▶ Problem to solve: Where the word "beach" shows up in the entries below, please copy the whole line.

[Excerpts from a dataset]

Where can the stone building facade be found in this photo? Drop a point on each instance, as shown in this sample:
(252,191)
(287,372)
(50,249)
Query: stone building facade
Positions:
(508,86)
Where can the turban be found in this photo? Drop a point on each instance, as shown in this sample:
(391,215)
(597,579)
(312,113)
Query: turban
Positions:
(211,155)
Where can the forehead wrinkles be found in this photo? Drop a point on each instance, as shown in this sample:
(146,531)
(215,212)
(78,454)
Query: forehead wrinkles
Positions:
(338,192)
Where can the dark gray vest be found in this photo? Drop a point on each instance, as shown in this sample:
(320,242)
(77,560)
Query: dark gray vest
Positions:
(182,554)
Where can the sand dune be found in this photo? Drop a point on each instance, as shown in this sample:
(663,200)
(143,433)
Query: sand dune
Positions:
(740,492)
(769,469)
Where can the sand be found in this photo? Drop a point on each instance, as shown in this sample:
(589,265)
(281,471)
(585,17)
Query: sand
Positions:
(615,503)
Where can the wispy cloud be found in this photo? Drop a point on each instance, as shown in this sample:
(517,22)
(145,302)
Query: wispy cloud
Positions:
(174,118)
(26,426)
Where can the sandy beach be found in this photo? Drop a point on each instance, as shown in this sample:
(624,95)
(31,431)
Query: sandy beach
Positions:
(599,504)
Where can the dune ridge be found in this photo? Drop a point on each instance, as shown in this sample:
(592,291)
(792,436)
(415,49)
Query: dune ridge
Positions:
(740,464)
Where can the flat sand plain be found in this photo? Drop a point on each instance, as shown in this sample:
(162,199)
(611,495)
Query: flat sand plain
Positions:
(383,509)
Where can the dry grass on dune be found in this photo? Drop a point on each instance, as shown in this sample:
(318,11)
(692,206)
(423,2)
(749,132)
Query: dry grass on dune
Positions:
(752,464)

▶ Written reply:
Where can the sandy beach be found in this photo? Drop a point on each instance, as shown in this sample:
Query: sandy beach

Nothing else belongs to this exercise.